**Page excerpt**
Why you should care
Because BDSM is natural and therapy is natural, so it’s only natural that the two should go together.
You go to a therapist. You dump all your neuroses out. The therapist prescribes antidepressants against your will, tries to get your children taken away from you and reaches for the phone to call the cops.
Probably not what you bargained for. But it’s just one of the stories Charley Ferrer has heard from a client who told a past therapist she loved being whipped. Ferrer is a sex therapist and psychologist who specializes in clients who prefer so-called kinky sex, which essentially means unconventional sex practices. Ferrer’s particular focus is on people who engage in BDSM, or bondage/discipline, domination/submission, sadomasochism — think whips, blindfolds, paddles, cuffs and more. “It’s my job to help people accept themselves,” says Ferrer.
What about a man taught never to hit women — what’s he to do if his partner likes getting slapped?
Turns out, a huge chunk of the population is kinky. A 2005 Durex survey reported that 36 percent of Americans used masks, blindfolds or bondage during sex, and the more than 3 million users on Fetlife.com, a social network for kinky people, is a good indicator of how widespread kink is. What’s more, observers have seen an uptick in both therapists and clients — Ferrer’s have tripled in a few years.

**The data**

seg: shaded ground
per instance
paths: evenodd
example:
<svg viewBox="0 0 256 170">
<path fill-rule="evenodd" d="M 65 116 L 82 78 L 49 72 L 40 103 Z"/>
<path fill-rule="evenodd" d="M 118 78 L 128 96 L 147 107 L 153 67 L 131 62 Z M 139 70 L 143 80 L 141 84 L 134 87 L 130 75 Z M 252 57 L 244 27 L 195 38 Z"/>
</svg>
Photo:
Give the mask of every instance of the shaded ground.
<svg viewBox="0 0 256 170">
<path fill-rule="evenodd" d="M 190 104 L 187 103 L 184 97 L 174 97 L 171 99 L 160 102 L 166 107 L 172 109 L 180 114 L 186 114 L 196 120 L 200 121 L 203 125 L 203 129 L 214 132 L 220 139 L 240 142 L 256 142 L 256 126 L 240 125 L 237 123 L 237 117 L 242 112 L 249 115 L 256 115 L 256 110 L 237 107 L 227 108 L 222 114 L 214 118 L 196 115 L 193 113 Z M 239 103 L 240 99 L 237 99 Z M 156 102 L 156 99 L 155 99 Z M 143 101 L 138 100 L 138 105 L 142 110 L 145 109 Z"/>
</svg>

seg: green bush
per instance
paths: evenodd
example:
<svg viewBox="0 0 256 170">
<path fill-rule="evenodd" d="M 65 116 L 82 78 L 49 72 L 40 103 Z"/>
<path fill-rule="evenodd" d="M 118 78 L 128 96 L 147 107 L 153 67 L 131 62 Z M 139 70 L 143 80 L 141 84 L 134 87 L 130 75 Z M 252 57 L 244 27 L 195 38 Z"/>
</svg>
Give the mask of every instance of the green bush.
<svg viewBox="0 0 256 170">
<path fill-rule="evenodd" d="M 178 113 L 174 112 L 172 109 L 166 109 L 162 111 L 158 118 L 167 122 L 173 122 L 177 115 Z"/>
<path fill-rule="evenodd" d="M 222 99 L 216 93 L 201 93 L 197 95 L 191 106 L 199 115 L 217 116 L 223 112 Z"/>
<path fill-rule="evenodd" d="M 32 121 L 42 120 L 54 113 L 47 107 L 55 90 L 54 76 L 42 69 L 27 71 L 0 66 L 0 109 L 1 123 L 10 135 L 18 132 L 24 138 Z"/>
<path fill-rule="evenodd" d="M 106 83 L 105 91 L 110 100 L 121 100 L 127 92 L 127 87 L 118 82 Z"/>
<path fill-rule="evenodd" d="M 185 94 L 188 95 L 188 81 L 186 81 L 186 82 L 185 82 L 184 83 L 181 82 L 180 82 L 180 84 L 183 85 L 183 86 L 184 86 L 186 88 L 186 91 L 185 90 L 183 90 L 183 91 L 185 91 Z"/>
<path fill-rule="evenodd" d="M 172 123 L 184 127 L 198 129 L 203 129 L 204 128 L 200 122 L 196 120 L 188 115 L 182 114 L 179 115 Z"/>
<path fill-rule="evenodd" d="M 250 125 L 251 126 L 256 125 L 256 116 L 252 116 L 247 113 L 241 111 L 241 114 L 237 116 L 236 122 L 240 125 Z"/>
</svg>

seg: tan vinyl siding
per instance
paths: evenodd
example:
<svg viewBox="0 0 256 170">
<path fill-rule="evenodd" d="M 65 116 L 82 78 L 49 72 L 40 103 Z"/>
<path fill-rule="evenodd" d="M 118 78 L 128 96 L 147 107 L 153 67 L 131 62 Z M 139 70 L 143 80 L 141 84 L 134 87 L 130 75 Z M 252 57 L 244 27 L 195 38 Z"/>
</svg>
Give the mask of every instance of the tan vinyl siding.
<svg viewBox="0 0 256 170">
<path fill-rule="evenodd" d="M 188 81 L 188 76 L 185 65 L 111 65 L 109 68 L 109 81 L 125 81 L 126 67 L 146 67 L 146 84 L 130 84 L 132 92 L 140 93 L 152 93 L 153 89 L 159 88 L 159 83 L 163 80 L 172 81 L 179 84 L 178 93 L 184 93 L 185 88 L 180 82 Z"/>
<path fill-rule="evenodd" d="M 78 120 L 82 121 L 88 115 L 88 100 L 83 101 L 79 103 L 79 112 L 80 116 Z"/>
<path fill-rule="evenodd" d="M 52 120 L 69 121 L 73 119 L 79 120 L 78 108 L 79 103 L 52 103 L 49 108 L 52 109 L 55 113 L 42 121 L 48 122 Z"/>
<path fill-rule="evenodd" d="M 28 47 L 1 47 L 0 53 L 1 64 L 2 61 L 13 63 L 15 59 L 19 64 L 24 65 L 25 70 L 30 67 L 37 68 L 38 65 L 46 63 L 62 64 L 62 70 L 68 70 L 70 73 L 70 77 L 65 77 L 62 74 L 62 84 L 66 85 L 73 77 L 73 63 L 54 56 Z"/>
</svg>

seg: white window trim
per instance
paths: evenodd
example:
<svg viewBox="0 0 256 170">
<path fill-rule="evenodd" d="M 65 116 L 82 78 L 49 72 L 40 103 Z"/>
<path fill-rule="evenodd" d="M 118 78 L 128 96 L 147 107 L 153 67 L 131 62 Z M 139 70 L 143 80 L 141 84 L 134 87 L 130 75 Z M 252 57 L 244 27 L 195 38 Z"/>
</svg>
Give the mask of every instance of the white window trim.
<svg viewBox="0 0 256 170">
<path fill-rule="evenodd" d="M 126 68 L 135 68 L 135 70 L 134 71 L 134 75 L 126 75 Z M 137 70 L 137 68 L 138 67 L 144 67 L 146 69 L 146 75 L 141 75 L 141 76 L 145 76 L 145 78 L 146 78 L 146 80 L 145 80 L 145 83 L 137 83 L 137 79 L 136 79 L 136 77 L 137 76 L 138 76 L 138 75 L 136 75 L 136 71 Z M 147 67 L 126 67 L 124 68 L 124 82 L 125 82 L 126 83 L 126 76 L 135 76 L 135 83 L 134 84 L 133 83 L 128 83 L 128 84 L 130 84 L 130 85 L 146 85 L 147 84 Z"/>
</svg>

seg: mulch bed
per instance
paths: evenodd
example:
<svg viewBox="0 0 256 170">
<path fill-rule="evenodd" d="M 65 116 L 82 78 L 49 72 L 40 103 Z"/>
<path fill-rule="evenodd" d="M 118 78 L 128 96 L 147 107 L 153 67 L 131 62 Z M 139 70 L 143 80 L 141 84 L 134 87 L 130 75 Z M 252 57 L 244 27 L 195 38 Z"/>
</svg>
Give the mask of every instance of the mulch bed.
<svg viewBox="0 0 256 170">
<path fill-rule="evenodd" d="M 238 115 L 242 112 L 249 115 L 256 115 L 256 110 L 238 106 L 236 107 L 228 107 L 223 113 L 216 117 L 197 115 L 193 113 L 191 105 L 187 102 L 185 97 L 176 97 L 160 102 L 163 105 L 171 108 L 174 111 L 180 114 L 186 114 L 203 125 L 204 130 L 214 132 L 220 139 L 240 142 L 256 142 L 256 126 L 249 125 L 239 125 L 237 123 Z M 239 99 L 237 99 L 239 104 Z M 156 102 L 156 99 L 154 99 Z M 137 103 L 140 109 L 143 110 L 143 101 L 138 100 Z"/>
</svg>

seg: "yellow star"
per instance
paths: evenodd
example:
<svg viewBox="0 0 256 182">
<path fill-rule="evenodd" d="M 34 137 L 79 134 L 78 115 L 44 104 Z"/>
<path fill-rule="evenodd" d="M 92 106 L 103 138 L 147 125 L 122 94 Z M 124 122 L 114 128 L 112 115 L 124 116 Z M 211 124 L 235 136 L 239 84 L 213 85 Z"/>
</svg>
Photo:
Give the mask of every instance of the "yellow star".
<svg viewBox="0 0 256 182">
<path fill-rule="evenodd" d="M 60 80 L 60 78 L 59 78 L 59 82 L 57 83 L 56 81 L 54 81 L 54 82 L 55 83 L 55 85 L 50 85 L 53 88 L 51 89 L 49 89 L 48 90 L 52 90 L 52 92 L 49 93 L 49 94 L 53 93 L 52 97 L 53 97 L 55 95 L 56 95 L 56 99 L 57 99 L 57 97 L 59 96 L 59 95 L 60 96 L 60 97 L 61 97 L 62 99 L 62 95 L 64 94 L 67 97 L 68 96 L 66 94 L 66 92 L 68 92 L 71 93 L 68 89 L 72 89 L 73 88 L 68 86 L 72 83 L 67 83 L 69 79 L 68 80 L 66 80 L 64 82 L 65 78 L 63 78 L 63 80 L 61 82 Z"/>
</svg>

**What to do**
Carry the article on kink and therapy forward from its final sentence. The entries come from a different source than the article on kink and therapy.

**Exercise answer**
But therapists with kink know-how are hard to come by — there are only 1,500 listed in the National Coalition of Sexual Freedom’s Kink-Aware Professional Directory — meaning millions are underserved. And those who practice it say this community in particular needs access to therapy: Stigma is still widespread, and past traumas can emerge during BDSM sex. Ferrer recalls clients breaking down when a suppressed experience came rushing back after a flogging session. The trauma could be the result of child/domestic abuse or even something seemingly unrelated. Other times, therapists have to help clients whose fetish is taking over their lives moderate their extracurricular activities. Plus, the overall social stigma can cause people to second-guess what they find attractive and develop anxiety or depression, says Dr. Randy Carrin, a Connecticut-based clinical psychologist.
Still others need help puzzling out what’s going on with their desires in the first place. Take, for example, the successful, empowered businesswoman who manages a gaggle of underlings during the day but finds immense pleasure in playing submissive Betty Crocker the Housewife with her partner in the evenings. She might think to herself, “If I enjoy being demeaned, what’s wrong with me?” says Ferrer. Or what about a man taught never to hit women — what’s he to do if his partner likes getting slapped? It takes a certain approach to guide them through the apparent contradictions. Says Ferrer, “A closet is a closet, no matter who’s in it.”
When all’s ticking well up there, though, kinky folks can enjoy overall better mental health — fewer depressive tendencies, less anxiety — than non-kinksters, studies have shown.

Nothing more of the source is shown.